## GIVEN INFORMATION
# # # # # # #

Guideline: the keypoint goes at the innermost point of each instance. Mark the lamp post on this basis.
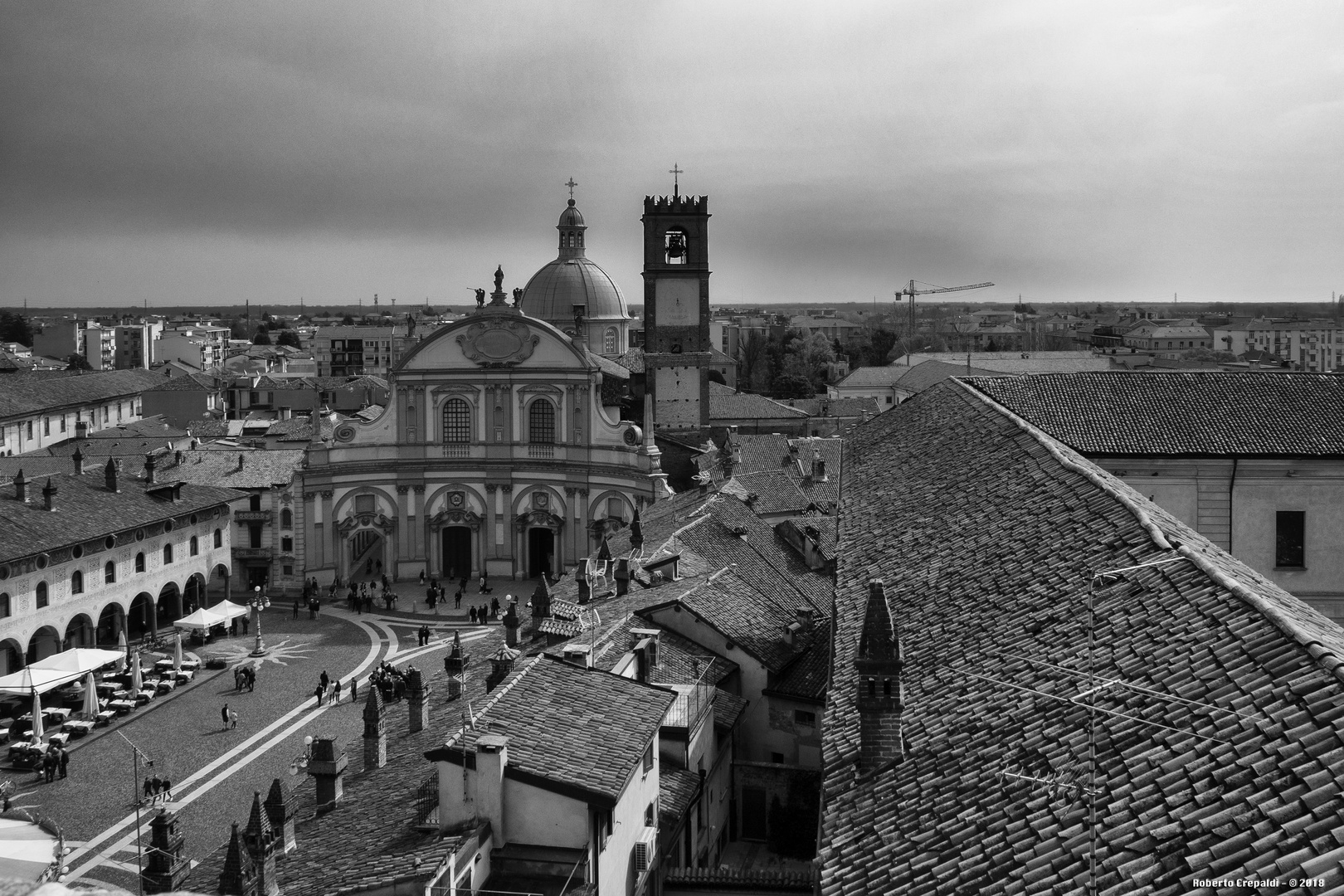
(258, 603)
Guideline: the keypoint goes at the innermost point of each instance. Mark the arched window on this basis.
(457, 421)
(541, 422)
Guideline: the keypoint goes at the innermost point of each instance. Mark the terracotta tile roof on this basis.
(986, 533)
(1186, 412)
(26, 394)
(86, 509)
(582, 728)
(726, 405)
(260, 469)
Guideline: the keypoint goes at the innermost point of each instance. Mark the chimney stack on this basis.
(417, 699)
(261, 845)
(327, 767)
(375, 730)
(280, 813)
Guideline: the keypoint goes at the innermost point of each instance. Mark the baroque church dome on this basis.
(572, 280)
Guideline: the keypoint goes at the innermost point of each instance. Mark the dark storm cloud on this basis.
(1060, 149)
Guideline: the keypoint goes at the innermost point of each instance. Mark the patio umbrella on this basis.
(90, 709)
(37, 716)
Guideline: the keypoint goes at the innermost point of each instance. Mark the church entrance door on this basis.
(541, 553)
(457, 553)
(366, 557)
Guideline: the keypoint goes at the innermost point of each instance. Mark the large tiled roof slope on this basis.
(578, 727)
(32, 392)
(1188, 412)
(986, 533)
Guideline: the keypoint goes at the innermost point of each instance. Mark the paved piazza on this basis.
(214, 772)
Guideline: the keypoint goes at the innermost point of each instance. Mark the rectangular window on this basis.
(1291, 539)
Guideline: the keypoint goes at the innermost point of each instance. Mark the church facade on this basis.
(502, 449)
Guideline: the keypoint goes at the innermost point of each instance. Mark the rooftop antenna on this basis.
(1064, 781)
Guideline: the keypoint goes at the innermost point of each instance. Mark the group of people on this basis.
(156, 787)
(56, 758)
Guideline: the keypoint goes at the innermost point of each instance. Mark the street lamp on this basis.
(258, 603)
(301, 762)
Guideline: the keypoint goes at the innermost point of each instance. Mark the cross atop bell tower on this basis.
(676, 308)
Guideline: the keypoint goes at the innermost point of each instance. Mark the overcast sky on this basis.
(212, 152)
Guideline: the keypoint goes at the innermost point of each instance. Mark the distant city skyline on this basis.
(1116, 152)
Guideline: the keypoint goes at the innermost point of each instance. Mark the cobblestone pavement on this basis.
(216, 770)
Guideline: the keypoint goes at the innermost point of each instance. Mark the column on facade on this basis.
(492, 500)
(417, 525)
(407, 536)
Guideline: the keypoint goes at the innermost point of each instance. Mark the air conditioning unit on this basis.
(644, 850)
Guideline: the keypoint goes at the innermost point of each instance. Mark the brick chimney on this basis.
(375, 730)
(260, 841)
(240, 876)
(166, 868)
(280, 813)
(879, 691)
(417, 699)
(327, 767)
(491, 762)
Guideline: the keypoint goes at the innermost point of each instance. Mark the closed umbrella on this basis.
(37, 716)
(90, 709)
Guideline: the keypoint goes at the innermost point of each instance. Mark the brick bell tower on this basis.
(676, 308)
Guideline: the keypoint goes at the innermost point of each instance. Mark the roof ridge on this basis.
(1335, 665)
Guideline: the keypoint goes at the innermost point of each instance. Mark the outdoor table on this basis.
(78, 728)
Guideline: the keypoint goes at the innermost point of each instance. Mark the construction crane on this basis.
(912, 292)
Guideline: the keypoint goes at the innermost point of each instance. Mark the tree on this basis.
(15, 328)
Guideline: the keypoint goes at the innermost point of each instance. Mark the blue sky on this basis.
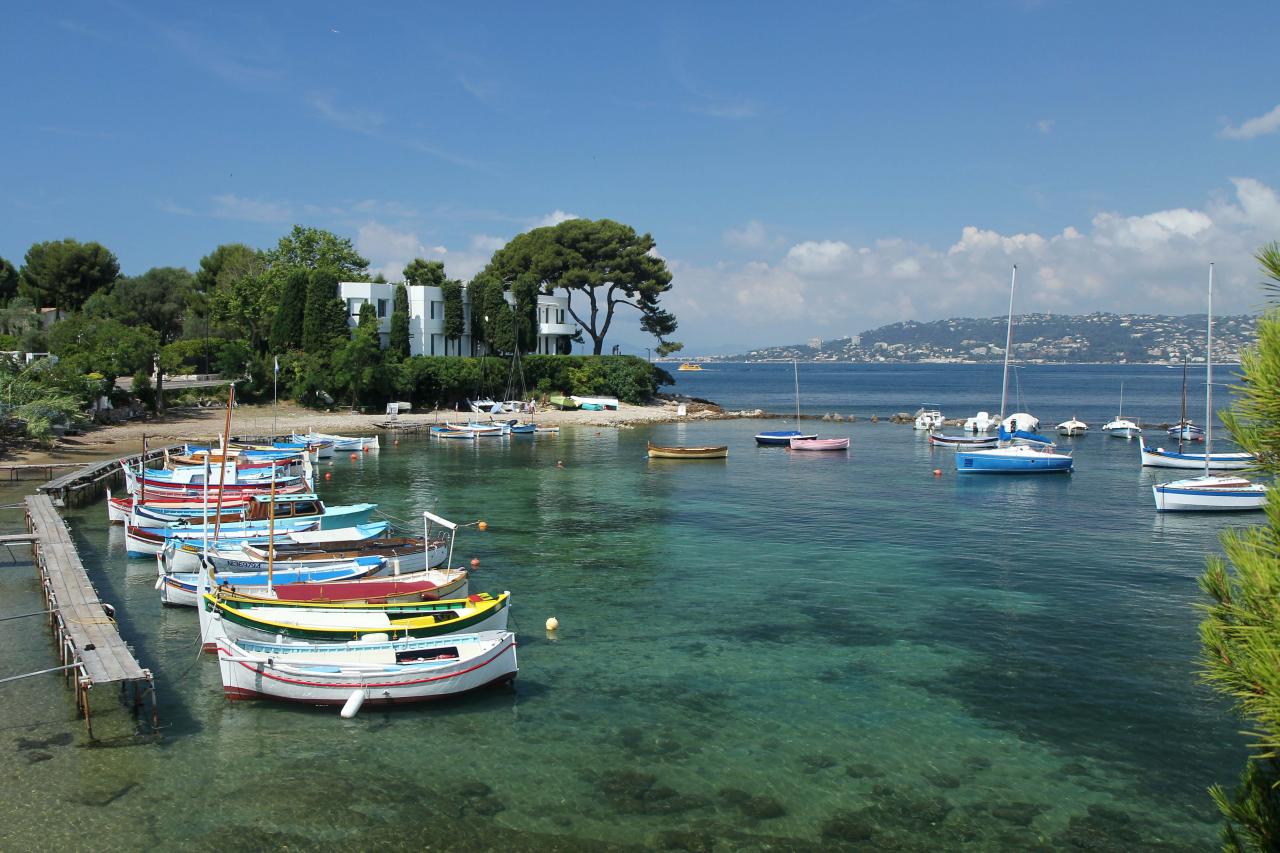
(807, 170)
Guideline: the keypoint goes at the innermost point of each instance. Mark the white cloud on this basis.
(554, 218)
(752, 236)
(1260, 126)
(1153, 261)
(818, 256)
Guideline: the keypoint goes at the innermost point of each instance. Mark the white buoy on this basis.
(352, 706)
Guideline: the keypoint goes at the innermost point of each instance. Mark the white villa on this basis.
(426, 319)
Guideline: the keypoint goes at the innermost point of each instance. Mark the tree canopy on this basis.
(606, 264)
(424, 273)
(315, 249)
(64, 273)
(1240, 635)
(8, 281)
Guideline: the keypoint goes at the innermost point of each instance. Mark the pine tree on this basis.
(287, 327)
(398, 346)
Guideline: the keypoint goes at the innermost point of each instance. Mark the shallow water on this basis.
(776, 648)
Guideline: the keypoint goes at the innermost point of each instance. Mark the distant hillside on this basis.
(1037, 337)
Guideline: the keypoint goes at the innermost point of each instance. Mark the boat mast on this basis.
(1208, 373)
(1182, 422)
(1009, 342)
(795, 368)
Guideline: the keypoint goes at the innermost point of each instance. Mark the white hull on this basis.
(1196, 461)
(333, 674)
(237, 632)
(1210, 495)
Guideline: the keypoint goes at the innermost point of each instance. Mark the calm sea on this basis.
(776, 649)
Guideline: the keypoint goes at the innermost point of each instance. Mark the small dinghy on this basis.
(819, 443)
(712, 451)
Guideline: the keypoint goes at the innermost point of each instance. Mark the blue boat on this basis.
(1015, 459)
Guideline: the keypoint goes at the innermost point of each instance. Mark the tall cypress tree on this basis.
(325, 316)
(398, 345)
(287, 327)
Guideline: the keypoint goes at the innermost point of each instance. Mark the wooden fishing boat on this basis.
(713, 451)
(269, 621)
(819, 443)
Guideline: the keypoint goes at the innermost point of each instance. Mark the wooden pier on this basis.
(87, 480)
(95, 657)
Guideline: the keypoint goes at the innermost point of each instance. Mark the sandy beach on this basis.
(205, 424)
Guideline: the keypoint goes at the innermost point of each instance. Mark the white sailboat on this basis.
(1208, 493)
(1121, 427)
(1010, 457)
(782, 437)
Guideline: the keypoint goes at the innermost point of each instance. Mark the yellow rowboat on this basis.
(714, 451)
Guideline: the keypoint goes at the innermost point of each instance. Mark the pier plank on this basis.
(97, 643)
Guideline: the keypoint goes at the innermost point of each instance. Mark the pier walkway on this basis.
(90, 647)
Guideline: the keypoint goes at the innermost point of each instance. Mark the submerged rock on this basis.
(762, 807)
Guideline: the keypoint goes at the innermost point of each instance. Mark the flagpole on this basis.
(275, 392)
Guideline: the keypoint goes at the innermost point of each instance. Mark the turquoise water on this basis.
(799, 651)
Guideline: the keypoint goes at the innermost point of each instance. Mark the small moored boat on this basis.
(712, 451)
(819, 443)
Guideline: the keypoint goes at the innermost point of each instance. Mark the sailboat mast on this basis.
(1009, 343)
(1208, 373)
(1182, 420)
(795, 368)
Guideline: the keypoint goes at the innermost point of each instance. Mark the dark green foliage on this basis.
(1240, 635)
(63, 273)
(287, 327)
(603, 263)
(8, 281)
(314, 249)
(446, 381)
(324, 323)
(357, 361)
(398, 346)
(424, 273)
(455, 314)
(105, 346)
(156, 300)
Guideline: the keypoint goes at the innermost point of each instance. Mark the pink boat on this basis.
(819, 443)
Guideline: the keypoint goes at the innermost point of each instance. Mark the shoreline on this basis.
(205, 424)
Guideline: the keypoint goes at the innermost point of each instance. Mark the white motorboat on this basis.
(1073, 427)
(981, 423)
(1121, 427)
(928, 418)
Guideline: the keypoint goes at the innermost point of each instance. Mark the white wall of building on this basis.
(426, 316)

# # # # # # #

## EXERCISE INSTRUCTIONS
Retype nothing except the lines from the line holding "beach on this basis." through the last line of the entries, both included.

## ANSWER TO THE TASK
Guideline: the keypoint goes at the innermost point of each instance. Mark the sandy beach on this basis.
(205, 424)
Guideline: the keypoint goes at the innermost point of each instance. Mark the white sailboat on this basis.
(1208, 493)
(1121, 427)
(1010, 457)
(782, 437)
Guideline: the keypoint goes at the innermost point of each instance. Mark the yellow rowboat on this basis.
(714, 451)
Guideline: the keypoint goes at the innermost point of each instance. Mark the pier plank on this basis.
(97, 643)
Guideline: the keypoint goes at the innermost point of each instance. Mark the pier walkway on this basis.
(90, 647)
Guideline: the keypoint goes at the innermost point of each instance. Mark the submerged rock on this basis.
(762, 807)
Guideline: the keypoint goes at the innermost point of each instance. Mark the flagpole on this basis.
(275, 392)
Guideline: the keypoint goes at the innermost point of each instance. Mark the turquoise water on this basis.
(799, 651)
Guideline: the keypoint goes at the innermost point of each instance. Mark the small moored boat on this basis.
(712, 451)
(819, 443)
Guideline: the keypoint goes at the innermost point of each instance. Mark the sailboat mast on this basis.
(1009, 343)
(1208, 373)
(1182, 420)
(795, 368)
Guideline: the keypoint goes at the innermost point of each instance. Mark the dark green foliage on this basis.
(1240, 635)
(63, 273)
(287, 327)
(603, 263)
(8, 281)
(314, 249)
(446, 381)
(324, 323)
(357, 361)
(398, 346)
(424, 273)
(455, 314)
(105, 346)
(156, 300)
Guideline: the keypoint goes at the innermost point of each instance. Mark the pink boat on this basis.
(819, 443)
Guideline: the keypoint goes at the innermost point of each instance. Mark the shoreline on this basis.
(205, 424)
Guideline: the keypoint goes at the innermost point of each instance. Mark the white motorboat on this basis.
(1073, 427)
(981, 423)
(1121, 427)
(928, 418)
Guideline: the keypoint goes at the innermost point of each instance. Mark the white wall of building on this basis.
(426, 316)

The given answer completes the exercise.